» Activity
Return every item below line for line, with each line copied character for character and nothing changed.

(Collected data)
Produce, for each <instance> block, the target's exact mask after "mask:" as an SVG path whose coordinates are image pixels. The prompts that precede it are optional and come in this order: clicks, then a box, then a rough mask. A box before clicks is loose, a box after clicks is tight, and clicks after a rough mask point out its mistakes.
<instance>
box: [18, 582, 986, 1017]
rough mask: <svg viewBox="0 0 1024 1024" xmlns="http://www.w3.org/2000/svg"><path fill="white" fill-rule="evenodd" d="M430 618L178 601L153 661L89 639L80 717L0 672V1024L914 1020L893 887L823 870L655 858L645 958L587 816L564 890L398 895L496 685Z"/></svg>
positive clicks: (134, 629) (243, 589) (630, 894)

» Solution to the problem
Produce, for each <instance> block, the target's exact mask after "mask:" as an SVG path whose coordinates are image pixels. The prompts that precede it are optional and come in this order: clicks, then a box, then a rough mask. A box before clicks is loose, a box after clicks is tight, and clicks after a rough mask point out its mistakes.
<instance>
box: [18, 582, 986, 1017]
rough mask: <svg viewBox="0 0 1024 1024" xmlns="http://www.w3.org/2000/svg"><path fill="white" fill-rule="evenodd" d="M430 618L178 601L153 661L89 639L80 717L0 672V1024L914 1020L893 887L823 870L655 858L645 958L587 816L564 890L398 895L496 685Z"/></svg>
positive clicks: (134, 629) (243, 589) (630, 894)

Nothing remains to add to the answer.